Short task 1: According to the SELMAS 2011 post, where was the SELMAS dinner held on May 24th?
Short task 2: Transcribe the SELMAS 2011 post word for word, starting at "The themes picked" and going up to and including "thing to do.".

Extract:
****

#brainstrust – Rowena Arshad on interdisciplinarity and silo thinking

Here Rowena talks about the importance of the report for the School of Education at Moray House and highlights the need for more international collaboration and practice based research

Rowena Arshad at #brainstrust

SELMAS 2011: Donaldson and me

Catriona May 25th 2011

The theme of the recent SELMAS dinner on May 24th at the St George’s Centre, Edinburgh was Donaldson and Me and a succession of impressive speakers shared their personal responses to the Teaching Scotland’s Future review.

The themes picked up by the various speakers didn’t hugely surprise: Linda McTavish, Principal of Anniesland College was enthused by the prominence of partnership working in the review, and talked about how this was a functional necessity in her setting – without their partnerships with business, industry, schools etc the college really couldn’t operate. This addressed the issue of providing a bit of the “how” that was identified in discussion as missing from the report – bearing this in mind, sharing the Anniesland experience in partnership building and working might be a useful thing to do.

Jaqueline Scott, HT at Trinity Prmary School Edinburgh mentioned improving quality and entry selection as priorities, and also called for greater flexibility with time commitments for probationers, suggesting greater flexibility with time management and allocations for probationers. She suggested longer continuous stretches in class, then concentrated, focussed periods out of class to really reflect, share, consolidate and build on their experience. The weekly 0.7/0.3 split is sometimes seen as rigid and disruptive, and it stands to reason that a more flexible system would be more user friendly. Something for further discussion at the Probationer Support event we’re organising next week at SMC.

Gillian Hamilton was on her favourite subject – leadership; and asking what difference Donaldson will make to this theme. Looking to the future, the role of HTs will no doubt change, as it already has since Gillian was in the role and not necessarily in a positive way, with more attention to risk assessment, budgeting, behaviour and grievances tending to sometimes eclipse the HTs role as lead learner in a school. The virtual college, as suggested by Donaldson via the national CPD team, will provide a focus for CPD and connecting school leaders and should also help shape and support the various leadership roles a forward-thinking profession for the future might require.

****

Dataset rows
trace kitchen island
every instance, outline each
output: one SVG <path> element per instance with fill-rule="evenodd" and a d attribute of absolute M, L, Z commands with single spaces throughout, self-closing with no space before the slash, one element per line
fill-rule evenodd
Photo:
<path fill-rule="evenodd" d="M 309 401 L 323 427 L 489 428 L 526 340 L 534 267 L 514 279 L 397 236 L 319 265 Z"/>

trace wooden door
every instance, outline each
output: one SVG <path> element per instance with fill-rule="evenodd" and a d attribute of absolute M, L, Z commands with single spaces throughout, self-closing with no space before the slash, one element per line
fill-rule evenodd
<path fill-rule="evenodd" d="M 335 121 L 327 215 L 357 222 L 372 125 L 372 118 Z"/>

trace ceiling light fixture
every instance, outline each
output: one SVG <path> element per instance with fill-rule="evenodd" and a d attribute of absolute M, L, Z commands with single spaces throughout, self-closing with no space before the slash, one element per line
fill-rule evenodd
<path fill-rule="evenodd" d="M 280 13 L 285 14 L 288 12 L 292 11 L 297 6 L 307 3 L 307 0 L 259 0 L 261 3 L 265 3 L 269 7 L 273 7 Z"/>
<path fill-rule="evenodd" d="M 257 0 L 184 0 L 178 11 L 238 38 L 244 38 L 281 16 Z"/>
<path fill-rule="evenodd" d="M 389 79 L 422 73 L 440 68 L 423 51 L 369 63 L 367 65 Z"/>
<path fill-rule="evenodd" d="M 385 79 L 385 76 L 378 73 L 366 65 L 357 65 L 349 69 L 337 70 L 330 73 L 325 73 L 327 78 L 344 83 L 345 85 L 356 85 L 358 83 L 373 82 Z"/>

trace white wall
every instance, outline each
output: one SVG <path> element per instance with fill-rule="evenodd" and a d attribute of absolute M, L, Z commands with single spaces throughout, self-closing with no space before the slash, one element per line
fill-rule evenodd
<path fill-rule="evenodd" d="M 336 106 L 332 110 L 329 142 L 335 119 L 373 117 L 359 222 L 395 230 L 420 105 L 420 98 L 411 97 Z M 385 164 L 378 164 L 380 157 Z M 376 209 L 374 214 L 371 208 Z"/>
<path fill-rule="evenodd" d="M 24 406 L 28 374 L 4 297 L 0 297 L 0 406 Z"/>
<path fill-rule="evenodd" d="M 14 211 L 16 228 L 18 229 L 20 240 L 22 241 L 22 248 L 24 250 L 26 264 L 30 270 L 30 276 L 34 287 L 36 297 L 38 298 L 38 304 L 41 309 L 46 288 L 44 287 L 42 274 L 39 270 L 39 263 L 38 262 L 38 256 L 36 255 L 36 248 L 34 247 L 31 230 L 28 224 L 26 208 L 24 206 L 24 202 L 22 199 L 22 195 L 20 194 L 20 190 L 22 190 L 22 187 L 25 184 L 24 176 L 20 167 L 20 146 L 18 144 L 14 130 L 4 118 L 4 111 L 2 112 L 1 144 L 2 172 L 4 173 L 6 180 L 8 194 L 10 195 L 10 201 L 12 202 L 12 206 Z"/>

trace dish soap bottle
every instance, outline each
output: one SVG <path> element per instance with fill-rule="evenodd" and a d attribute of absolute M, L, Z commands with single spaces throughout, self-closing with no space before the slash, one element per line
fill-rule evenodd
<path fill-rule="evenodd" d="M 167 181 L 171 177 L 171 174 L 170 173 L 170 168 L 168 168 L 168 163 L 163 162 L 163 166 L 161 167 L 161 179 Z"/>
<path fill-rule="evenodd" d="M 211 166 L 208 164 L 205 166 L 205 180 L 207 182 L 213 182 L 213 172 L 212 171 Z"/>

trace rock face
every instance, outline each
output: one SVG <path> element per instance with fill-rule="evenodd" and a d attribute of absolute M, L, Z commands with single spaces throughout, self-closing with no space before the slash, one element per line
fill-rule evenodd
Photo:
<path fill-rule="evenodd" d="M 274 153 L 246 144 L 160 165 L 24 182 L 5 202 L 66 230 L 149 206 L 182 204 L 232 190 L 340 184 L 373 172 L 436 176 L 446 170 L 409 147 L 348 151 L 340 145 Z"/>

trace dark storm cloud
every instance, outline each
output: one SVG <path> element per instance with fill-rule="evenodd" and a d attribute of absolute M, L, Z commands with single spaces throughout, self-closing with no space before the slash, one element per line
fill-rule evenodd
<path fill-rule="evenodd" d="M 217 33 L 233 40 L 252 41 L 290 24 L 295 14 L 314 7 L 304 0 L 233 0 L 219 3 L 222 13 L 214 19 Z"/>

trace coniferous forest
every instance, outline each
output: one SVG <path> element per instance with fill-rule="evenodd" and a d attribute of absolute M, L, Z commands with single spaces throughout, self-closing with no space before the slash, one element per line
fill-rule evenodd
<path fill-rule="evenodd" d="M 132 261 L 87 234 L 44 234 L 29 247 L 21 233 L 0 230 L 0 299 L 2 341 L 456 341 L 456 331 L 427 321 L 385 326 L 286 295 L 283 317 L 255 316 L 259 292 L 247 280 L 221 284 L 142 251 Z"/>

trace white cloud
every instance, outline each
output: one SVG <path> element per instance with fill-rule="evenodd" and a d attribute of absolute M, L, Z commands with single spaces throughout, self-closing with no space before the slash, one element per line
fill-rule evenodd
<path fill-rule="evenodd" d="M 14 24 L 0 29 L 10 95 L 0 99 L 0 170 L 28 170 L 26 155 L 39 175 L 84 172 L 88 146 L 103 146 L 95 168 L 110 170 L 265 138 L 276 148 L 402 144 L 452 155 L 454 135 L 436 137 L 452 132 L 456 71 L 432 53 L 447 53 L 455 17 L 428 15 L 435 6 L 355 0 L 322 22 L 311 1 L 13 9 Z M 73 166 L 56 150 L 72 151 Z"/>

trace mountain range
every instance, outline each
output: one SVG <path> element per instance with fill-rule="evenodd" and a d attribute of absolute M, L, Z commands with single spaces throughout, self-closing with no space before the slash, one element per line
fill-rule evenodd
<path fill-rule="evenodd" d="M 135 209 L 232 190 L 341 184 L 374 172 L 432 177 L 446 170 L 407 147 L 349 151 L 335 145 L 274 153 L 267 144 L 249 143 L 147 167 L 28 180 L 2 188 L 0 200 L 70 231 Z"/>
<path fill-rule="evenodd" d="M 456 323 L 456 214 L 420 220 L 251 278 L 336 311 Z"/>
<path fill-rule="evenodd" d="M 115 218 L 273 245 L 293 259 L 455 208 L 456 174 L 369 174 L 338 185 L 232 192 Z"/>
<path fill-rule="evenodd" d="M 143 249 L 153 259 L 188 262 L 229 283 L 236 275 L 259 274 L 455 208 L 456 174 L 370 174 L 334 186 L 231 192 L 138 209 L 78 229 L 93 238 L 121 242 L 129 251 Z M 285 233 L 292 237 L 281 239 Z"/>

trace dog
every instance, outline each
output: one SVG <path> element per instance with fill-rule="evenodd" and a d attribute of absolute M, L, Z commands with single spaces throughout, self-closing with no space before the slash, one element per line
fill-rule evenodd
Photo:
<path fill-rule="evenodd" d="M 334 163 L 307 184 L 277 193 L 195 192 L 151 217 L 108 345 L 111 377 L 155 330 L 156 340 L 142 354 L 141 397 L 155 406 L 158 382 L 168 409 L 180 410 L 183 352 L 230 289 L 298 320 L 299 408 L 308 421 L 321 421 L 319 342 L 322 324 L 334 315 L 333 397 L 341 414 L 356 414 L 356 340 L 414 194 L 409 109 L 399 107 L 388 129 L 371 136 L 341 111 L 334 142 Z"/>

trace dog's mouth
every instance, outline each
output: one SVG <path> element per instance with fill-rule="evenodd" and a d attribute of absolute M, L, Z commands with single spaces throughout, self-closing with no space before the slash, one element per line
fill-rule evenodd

****

Exercise answer 1: It was held at the St George's Centre, Edinburgh.

Exercise answer 2:
The themes picked up by the various speakers didn’t hugely surprise: Linda McTavish, Principal of Anniesland College was enthused by the prominence of partnership working in the review, and talked about how this was a functional necessity in her setting – without their partnerships with business, industry, schools etc the college really couldn’t operate. This addressed the issue of providing a bit of the “how” that was identified in discussion as missing from the report – bearing this in mind, sharing the Anniesland experience in partnership building and working might be a useful thing to do.